→ Work request:
Answer these questions using the astronomy course listing below.
1. How many credits is each astronomy course worth?
2. In which term is PC310B: Planetary and Space Science offered?
3. How many lecture hours does AS101 have when it is offered in the classroom?
START Passage for review
Skip to main content

Astronomy Course Offerings

The following course information is provided for your convenience. Schedules are subject to change and should be checked on LORIS, where location information can also be found.

All astronomy courses are 0.5 credit.

2017/18 Proposed Course Offerings

Fall 2017

AS101: Astronomy I: Our Place in the Cosmos (lecture)
AS101: Astronomy I: Our Place in the Cosmos (online)

Winter 2018

AS101: Astronomy I: Our Place in the Cosmos (lecture)
AS101: Astronomy I: Our Place in the Cosmos (online)
AS102: Astronomy II: Journey Through the Cosmos (online)

Spring 2018

AS101: Astronomy I: Our Place in the Cosmos (online, Intersession: May/June)
AS102: Astronomy II: Journey Through the Cosmos (online, Summer session: July/August)
PC310B: Planetary and Space Science (lecture)

Course Descriptions

AS101: Astronomy I: Our Place in the Cosmos

An introduction to the science of astronomy, the process by which we develop astronomical principles and the application of these techniques to gain a modern understanding of our solar system. Topics covered include the historical development of astronomy, understanding the night sky, Newton's law of gravitation, light and telescopes, and a detailed study of the solar system. New data from recent explorations of Mars, Saturn and other celestial objects will be discussed.
May be offered in the classroom, 3 lecture hours, or as an online course.
END Passage for review
START Data block
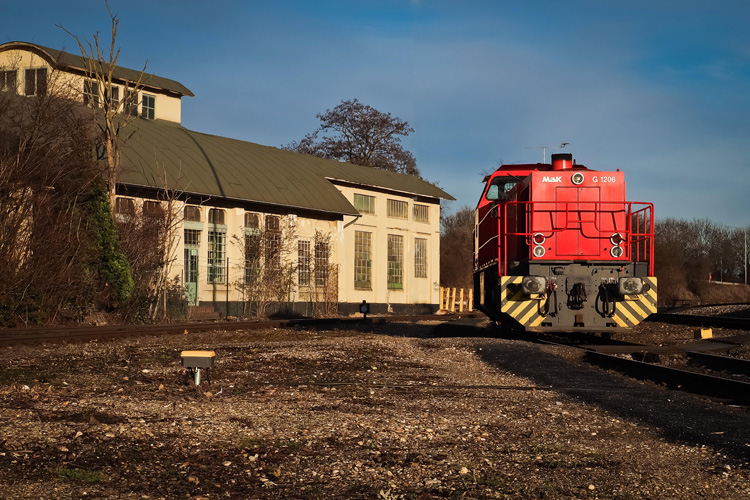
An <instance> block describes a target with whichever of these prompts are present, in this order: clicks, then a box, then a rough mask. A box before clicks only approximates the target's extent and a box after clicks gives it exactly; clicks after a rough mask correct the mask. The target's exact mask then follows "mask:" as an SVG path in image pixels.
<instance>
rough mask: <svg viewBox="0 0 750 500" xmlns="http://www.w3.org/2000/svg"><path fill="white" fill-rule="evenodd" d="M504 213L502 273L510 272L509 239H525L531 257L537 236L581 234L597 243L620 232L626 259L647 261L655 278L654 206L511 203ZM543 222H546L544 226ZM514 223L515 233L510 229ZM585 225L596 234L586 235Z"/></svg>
mask: <svg viewBox="0 0 750 500" xmlns="http://www.w3.org/2000/svg"><path fill="white" fill-rule="evenodd" d="M502 210H503V214H502V217H501V221H502V225H503V226H504V227H501V228H500V231H501V233H502V237H501V240H502V241H501V247H502V248H501V251H502V254H503V258H502V263H501V272H502V274H506V273H507V265H508V239H509V237H517V238H524V239H525V241H524V243H525V244H526V245H527V246H528V248H529V258H531V249H532V248H533V246H534V245H533V237H534V235H535V234H537V233H542V234H543V235H544V236H546V237H551V236H553V235H554V234H556V233H561V232H564V231H579V232H580V234H582V235H583V236H585V237H586V238H589V239H597V240H609V239H610V238H611V236H612V233H613V232H617V233H619V234H620V236H621V237H622V238H623V243H622V247H623V250H624V256H623V258H624V259H627V260H629V261H633V262H647V263H648V267H649V276H653V275H654V267H653V266H654V217H653V213H654V205H653V203H644V202H637V201H625V202H610V201H604V202H603V201H581V200H578V201H509V202H507V203H504V204H503V205H502ZM509 212H510V214H509ZM605 218H606V219H608V220H609V224H610V227H607V228H605V227H604V225H603V224H602V220H603V219H605ZM541 220H544V221H545V222H546V223H545V224H542V223H541V222H540V221H541ZM511 224H512V226H511V228H512V229H513V230H512V231H511V230H509V225H511ZM585 225H591V226H592V229H593V231H594V233H595V234H584V227H585Z"/></svg>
END Data block
→ Completed exercise:
1. 0.5 credit
2. Spring 2018
3. 3 lecture hours